-------- Extracted material --------
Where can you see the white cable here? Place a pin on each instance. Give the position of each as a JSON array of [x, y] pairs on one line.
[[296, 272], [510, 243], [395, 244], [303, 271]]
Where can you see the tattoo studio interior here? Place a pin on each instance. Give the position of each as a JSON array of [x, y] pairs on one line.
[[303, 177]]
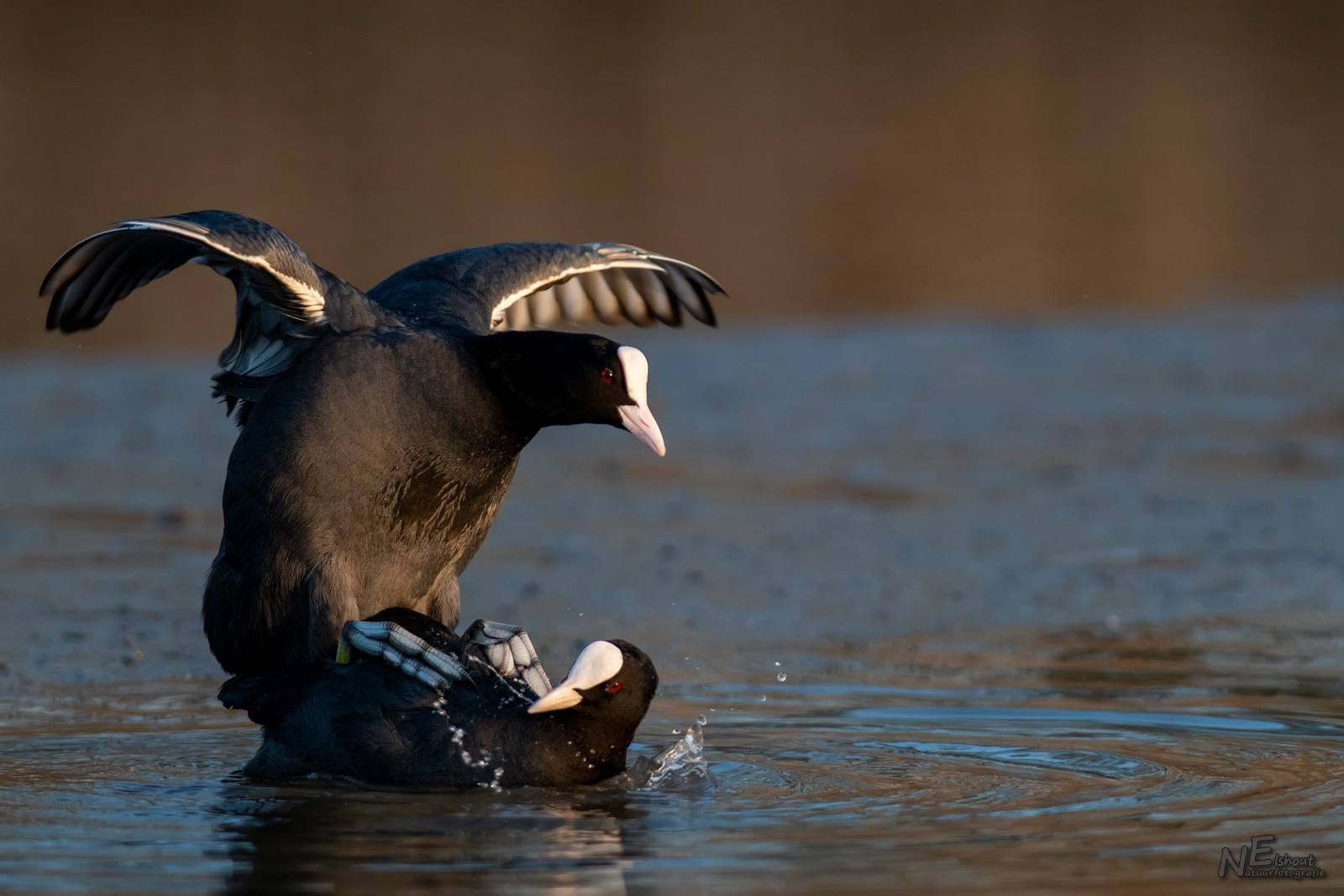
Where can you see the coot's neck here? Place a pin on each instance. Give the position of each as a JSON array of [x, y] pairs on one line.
[[533, 372], [577, 747]]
--------
Aim: Rewrite the records, changing "Place a pin" to "Put a marker" wherever it occurs and keeping everything else the same, but omit the pictures.

Written answer:
Where can you see the white cable here? Put a marker on each instance. Give the position of each as a JSON array of [x, y] pairs on one line.
[[296, 272], [510, 243], [395, 244], [303, 271]]
Where can you see the tattoo studio interior here? Put a marker on each instance. Give the position of each as a JSON array of [x, y] pairs on one line.
[[303, 177]]
Where can you see the coot's neck here? Put a marker on each instance. Give the position of each as a JSON array of [x, y] pairs on one line.
[[533, 372], [577, 747]]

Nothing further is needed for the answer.